# Before You Replace Your Toyota's Clutch Master/Slave Cylinder



## Carolina Rebel (Aug 25, 2005)

Check for cracks in the clutch pedal bracket in the floor board! My '90 4Runner (so this applies to all '90-'95 models, and maybe earlier models too) acted like either the master or slave cylinder was going out, clutch wouldn't fully disengage. After changing those out with no improvement, I started digging and realized the clutch pedal's bracket was flexing when I pressed the clutch in. This was depriving the pedal of a precious inch or so of movement, although clutch pressure and travel seemed perfectly normal. After doing a little digging, it seems this is a common problem, and it can be fixed by either replacing the part with the new and improved version ($170, why Toyota didn't do a recall on this I don't know) or you can get the crack welded and reinforced for a little cheaper. The crack will be in the back corner of the bracket, just behind and to the left of the clutch's pivot point. Bracket is a cinch to remove too, just make sure you remove the clutch and brake clevises from the master cylinder rods, or else that bracket will never come out of there--I know!


----------



## justinfisch01 (Feb 19, 2006)

a precious inch or so of movement


What I wouldn't give for another inch... sorry


----------

» WHAT IS NEEDED
List each part that the first post in the forum thread above names as a possible cause of the clutch not fully disengaging.

» PROVIDED DATA

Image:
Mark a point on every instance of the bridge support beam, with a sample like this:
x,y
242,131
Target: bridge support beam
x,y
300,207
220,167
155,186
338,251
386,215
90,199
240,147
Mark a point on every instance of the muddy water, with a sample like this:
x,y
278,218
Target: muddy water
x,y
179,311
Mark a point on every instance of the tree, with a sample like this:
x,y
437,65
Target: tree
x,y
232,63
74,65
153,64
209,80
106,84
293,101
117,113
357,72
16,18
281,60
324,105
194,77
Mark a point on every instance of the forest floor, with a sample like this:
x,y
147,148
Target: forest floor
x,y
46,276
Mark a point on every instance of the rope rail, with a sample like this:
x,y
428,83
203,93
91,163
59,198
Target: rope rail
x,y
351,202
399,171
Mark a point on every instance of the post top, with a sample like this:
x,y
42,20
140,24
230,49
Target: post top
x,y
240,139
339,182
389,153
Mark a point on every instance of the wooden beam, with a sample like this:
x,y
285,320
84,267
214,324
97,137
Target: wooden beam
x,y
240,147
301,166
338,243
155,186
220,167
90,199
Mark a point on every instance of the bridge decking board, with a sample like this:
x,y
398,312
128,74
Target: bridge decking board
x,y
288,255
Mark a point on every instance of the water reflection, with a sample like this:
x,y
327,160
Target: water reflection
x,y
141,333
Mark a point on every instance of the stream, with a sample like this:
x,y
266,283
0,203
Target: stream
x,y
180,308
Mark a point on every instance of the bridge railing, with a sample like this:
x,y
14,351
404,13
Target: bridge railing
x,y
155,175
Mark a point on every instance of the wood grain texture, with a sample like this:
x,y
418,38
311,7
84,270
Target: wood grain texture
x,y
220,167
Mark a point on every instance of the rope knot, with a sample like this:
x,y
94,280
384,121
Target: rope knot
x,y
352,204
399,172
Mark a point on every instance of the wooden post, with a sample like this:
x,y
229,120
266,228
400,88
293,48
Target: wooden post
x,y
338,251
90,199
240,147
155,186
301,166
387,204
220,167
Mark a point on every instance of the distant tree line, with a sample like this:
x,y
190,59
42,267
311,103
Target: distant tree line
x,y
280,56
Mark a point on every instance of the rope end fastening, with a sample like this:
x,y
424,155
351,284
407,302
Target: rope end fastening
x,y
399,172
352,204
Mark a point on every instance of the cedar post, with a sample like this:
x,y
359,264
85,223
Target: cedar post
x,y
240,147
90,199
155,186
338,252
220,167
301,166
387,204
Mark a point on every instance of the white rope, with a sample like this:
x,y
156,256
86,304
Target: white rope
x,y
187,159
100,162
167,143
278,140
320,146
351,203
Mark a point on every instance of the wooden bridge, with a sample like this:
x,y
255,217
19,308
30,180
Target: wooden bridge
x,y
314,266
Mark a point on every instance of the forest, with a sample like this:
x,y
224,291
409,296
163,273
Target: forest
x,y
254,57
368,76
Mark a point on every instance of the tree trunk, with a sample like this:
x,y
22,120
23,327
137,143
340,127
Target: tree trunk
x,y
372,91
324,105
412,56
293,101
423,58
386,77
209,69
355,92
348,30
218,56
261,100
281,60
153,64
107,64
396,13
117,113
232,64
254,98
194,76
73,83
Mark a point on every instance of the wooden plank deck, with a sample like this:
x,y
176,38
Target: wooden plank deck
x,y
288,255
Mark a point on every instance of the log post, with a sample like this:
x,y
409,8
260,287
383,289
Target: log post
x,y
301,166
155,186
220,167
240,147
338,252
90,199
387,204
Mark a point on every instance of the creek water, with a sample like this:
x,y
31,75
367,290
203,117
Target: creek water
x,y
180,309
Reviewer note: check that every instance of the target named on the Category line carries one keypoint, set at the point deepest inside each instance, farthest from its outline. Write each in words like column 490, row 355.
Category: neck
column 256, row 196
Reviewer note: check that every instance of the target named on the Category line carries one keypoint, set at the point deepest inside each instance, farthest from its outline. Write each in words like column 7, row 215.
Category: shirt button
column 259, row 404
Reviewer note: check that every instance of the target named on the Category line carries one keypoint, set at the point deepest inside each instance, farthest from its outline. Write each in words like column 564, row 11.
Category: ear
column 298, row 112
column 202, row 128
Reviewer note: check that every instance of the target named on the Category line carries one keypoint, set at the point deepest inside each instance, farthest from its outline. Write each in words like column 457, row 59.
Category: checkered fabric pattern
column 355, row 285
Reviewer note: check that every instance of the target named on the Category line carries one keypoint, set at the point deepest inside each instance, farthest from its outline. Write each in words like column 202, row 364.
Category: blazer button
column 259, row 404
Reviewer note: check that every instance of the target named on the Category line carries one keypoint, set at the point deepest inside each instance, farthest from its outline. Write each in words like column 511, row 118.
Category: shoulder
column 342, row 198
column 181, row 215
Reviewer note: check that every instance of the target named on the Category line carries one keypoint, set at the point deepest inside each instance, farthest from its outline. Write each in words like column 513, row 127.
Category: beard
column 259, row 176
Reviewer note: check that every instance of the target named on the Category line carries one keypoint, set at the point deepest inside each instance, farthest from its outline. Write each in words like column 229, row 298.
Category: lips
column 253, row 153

» RESULT FOR THIS TASK
- Clutch master cylinder
- Clutch slave cylinder
- Clutch pedal bracket in the floor board (cracked and flexing)